**Отрывок**
——

Многие научные открытия ХХ века имели прямое отношение к вненаучной информации, касающейся в первую очередь проблем пространства, в которых и заключены основные тайны мироздания. Первые шаги в этом направлении были сделаны еще в XIX веке русским ученым Н.И.Лобачевским, разработавшим теорию неевклидовой геометрии, перевернувшей наши представления о самой природе пространства. За пределами механистически-материального мира виделось нечто недоступное обычному зрению, но тем не менее реально существующее, поддающееся исследованию. Невидимому пространству были присущи новые измерения, пока еще недоступные сознанию человека, но информация о которых пришла из области вненаучной.
В 1907–1908 гг. немецкий ученый Герман Минковский заговорил не о пространстве как таковом, а о пространстве-времени как о целостном явлении. К трем пространственным координатам он добавил некую четвертую, временную. То, что возникало в духовных озарениях не-науки, оказалось реальностью сегодняшней науки. Теория относительности Альберта Эйнштейна утвердила эту координату как четвертое измерение. Учитывая, что скорость света 300 000 км/с имеет свои материальные границы, Эйнштейн подошел вплотную к гипотезе существования сверхсветового пространства.
В науку, в ее парадигму постепенно, вместе с невидимыми пространствами и мирами, входило реальное понятие духа и предощущение революционных изменений.

——

**Собранные данные**
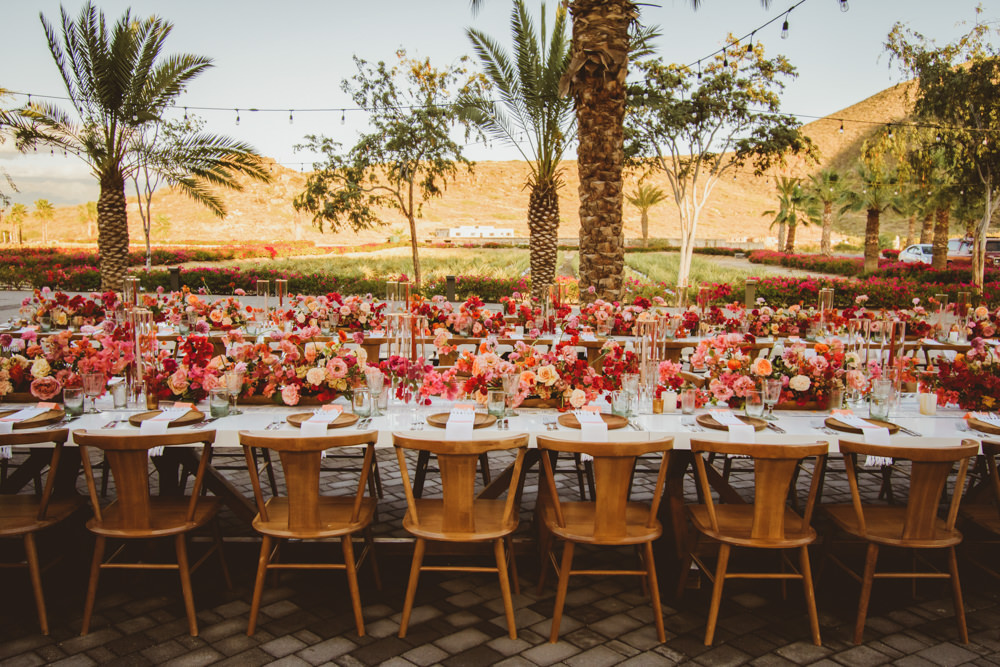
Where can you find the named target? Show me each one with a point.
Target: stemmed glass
(772, 394)
(93, 386)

——

**Задания**
(1) Перескажите короче абзац отрывка, который начинается словами «В 1907–1908 гг. немецкий ученый». Сохраните главные факты.
(2) Какую теорию разработал Н.И.Лобачевский, согласно отрывку?
(3) Напишите продолжение отрывка о научных представлениях о пространстве, начиная сразу после его последней фразы.
Данные получены из другого источника.

**Ответы**
(1) В 1907–1908 гг. Герман Минковский предложил рассматривать пространство-время как единое явление и добавил к трем пространственным координатам четвертую, временную. Так то, что прежде открывалось в духовных озарениях вне науки, стало научной реальностью. Теория относительности Эйнштейна утвердила эту координату как четвертое измерение. Исходя из того, что скорость света (300 000 км/с) ограничена, Эйнштейн вплотную подошел к гипотезе сверхсветового пространства.

(2) Теорию неевклидовой геометрии.

(3)
Космическая эволюция востребовала тех мыслителей и ученых, которые обладали способностью к синтезу. Таким человеком был, например, П.А.Флоренский — выдающийся ученый, уникальный философ, обладавший способностью свидетельства, и священнослужитель, хорошо понимавший искусство как важнейший способ познания. За предполагаемым сверхсветовым пространством Флоренский увидел инобытие, «тот свет», со всеми присущими ему особенностями, но уже поддающимися научному объяснению. Так называемое мнимое пространство, мнимости в геометрии — все это соприкосновения науки с иными мирами других состояний материи. Работы Флоренского, такие как «Мнимости в геометрии», «Иконостас» и «Обратная перспектива», созданные им в первой половине ХХ века, представляют собой важнейшие вехи на пути формирования космического мышления и синтетической системы познания. В них содержатся доказательства существования иной Вселенной, иных миров,
недоступных ни нашему глазу, ни нашим чувствам, но духовно связанных с нами и влияющих на наш мир плотной материи.
«В геометрии, — пишет П.А.Флоренский, — изучаем мы пространство, — не линии, точки и поверхности, как таковые, а именно свойства пространства, выражающиеся и в этих частных пространственных образованиях»6. Он ставит перед собой задачу «расширить область двухмерных образов геометрии так, чтобы в систему пространственных представлений вошли и мнимые образы. Короче говоря, необходимо найти в пространстве место для мнимых образов, и притом ничего не отнимая от уже занявших свои места образов действительности»7.
Ученый выполнил эту задачу, постиг свойства пространства, использовав при этом не только геометрию, но и, казалось бы, совсем неожиданный для науки источник — «Божественную комедию» Данте. Данте был не только великим поэтом, но и крупным эзотериком, обладателем тайных знаний, причастным к «свидетельскому» направлению вненаучного знания. Его описания строения мироздания в «Божественной комедии» настолько реальны, что послужили Флоренскому основанием для его анализа «мнимостей в геометрии». В космологии Данте ученый обнаружил «предвосхищение… неевклидовой геометрии»8.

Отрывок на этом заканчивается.